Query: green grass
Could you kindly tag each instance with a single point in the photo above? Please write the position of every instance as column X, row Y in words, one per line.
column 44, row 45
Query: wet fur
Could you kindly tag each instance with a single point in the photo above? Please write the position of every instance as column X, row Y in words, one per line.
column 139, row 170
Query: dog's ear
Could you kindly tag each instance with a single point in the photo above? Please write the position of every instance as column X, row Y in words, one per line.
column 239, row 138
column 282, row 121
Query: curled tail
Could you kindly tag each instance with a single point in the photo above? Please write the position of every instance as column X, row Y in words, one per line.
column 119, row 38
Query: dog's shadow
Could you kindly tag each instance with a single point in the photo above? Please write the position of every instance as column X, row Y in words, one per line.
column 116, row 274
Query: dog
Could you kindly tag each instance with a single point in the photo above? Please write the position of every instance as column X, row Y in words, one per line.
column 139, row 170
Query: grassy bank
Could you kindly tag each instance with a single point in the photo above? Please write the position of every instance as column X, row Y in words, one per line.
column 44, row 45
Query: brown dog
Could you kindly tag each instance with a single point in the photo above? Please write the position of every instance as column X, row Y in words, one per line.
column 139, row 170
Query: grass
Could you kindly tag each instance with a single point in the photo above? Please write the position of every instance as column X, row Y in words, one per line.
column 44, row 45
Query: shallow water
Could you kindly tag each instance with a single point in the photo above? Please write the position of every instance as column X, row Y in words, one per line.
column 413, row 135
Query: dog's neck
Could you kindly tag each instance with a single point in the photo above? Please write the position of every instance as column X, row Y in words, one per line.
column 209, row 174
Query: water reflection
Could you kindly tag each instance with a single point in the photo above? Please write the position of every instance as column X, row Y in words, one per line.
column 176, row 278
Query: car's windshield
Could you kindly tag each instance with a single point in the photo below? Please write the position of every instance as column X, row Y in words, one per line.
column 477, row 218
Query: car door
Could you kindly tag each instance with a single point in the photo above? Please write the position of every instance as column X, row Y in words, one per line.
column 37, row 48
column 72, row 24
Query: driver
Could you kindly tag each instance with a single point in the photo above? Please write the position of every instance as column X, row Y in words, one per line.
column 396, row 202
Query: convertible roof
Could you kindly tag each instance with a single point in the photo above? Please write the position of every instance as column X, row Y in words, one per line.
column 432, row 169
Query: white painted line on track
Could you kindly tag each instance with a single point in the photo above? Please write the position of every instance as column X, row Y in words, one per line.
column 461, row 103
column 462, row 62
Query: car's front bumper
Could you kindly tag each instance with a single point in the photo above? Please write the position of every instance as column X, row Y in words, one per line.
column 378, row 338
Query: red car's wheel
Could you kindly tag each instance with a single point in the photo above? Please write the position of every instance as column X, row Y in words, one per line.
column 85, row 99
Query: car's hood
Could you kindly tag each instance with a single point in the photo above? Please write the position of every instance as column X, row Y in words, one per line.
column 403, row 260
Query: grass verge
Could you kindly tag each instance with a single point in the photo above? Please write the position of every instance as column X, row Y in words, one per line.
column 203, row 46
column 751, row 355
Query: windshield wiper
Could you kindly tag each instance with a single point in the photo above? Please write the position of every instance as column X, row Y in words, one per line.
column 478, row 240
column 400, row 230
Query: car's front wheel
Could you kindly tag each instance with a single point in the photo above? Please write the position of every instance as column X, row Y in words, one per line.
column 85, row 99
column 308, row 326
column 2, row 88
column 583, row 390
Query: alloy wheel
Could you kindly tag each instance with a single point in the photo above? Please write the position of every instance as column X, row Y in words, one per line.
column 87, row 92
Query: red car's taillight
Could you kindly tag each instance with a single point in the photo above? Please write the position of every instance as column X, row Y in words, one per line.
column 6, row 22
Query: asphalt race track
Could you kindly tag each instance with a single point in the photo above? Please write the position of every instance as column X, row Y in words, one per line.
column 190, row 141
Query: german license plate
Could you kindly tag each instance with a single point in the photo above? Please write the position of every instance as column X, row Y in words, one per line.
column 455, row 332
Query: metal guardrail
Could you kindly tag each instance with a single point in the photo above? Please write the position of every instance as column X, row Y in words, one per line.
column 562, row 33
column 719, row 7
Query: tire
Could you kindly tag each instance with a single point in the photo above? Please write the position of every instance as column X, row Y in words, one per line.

*GOAL OF THE EXERCISE*
Copy out the range of lines above starting at the line with "Query: dog's shadow" and ending at the line with "Query: car's windshield", exactly and including both.

*REPLY*
Query: dog's shadow
Could you kindly tag each instance with a single point in the photo above? Please write the position of every instance as column X, row Y in words, one per line.
column 116, row 274
Query: dog
Could you kindly tag each instance with a single point in the photo above? Please write the position of every instance as column X, row Y in words, one per line.
column 139, row 170
Query: grassy bank
Could you kindly tag each instance with a single point in the photo above? Please write the position of every instance as column X, row Y in words, one per line.
column 44, row 45
Query: brown dog
Could you kindly tag each instance with a single point in the photo above? Please write the position of every instance as column X, row Y in words, one per line.
column 139, row 170
Query: grass
Could you kindly tag each instance with a single point in the photo above? Please write the position of every instance as column X, row Y in words, one per line.
column 44, row 45
Query: shallow water
Could you kindly tag each instance with a single point in the photo above? Please write the position of every instance as column X, row Y in words, one per line.
column 413, row 135
Query: dog's neck
Could you kindly tag each instance with a single point in the photo above? Please write the position of every instance as column X, row Y in words, one per line.
column 209, row 174
Query: water reflection
Could you kindly tag each instance with a single point in the photo above? Please write the position of every instance as column X, row Y in words, one per line.
column 176, row 278
Query: car's windshield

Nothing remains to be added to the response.